**** WORKING DATA ****

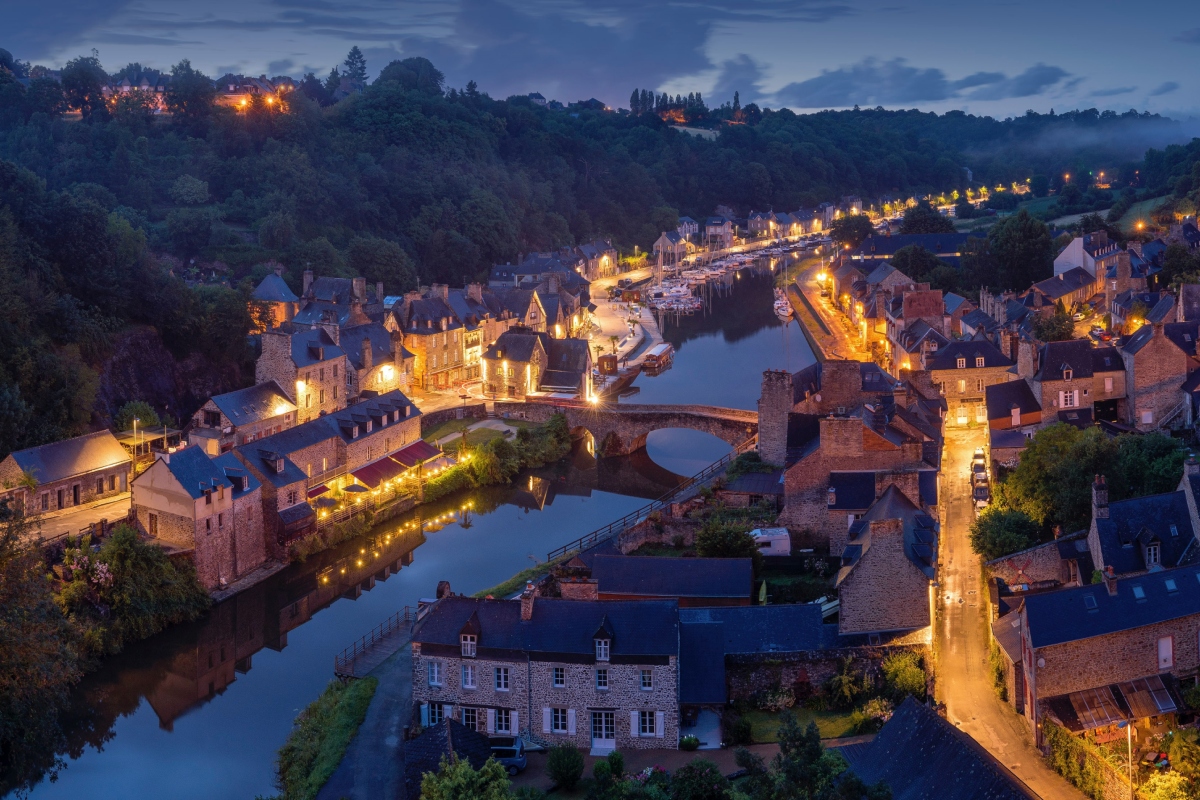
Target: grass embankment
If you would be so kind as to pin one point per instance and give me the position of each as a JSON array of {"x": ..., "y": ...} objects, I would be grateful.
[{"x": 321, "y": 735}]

****
**** WORKING DATA ****

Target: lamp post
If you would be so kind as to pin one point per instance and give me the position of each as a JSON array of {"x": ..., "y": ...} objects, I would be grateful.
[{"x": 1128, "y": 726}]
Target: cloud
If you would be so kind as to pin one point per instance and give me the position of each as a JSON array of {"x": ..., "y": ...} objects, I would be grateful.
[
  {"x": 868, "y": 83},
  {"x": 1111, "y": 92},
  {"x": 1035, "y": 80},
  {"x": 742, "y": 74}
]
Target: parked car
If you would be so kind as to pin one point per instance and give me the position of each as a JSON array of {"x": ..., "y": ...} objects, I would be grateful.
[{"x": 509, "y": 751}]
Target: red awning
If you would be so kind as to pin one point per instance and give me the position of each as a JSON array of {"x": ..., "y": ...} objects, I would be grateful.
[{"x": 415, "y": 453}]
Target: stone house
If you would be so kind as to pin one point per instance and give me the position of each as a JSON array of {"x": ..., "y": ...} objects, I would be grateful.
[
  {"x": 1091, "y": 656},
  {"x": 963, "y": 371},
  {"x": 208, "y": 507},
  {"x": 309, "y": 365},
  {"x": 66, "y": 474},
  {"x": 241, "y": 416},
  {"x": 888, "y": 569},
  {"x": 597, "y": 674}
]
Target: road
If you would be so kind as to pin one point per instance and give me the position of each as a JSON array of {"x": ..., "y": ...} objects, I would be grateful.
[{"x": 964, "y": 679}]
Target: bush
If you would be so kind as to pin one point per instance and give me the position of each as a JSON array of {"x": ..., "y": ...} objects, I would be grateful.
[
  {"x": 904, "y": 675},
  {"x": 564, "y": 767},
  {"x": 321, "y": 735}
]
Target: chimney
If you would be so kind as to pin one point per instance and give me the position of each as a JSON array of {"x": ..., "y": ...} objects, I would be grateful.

****

-- GOAL OF THE EXERCISE --
In the material above, transcribe exactly the lines beginning at the one with "Target: parked car" and ending at the one with "Target: stone house", both included.

-- ANSWER FOR THE TASK --
Target: parked car
If you would be so kind as to pin one point per instance and give me the position of each as a JSON array of {"x": ..., "y": ...} objects, I would be grateful.
[{"x": 509, "y": 751}]
Target: red awning
If you would be so kind as to pin one point per instance and give me the position of each as a JSON array of {"x": ..., "y": ...} objects, I would be grateful.
[{"x": 415, "y": 453}]
Target: stone house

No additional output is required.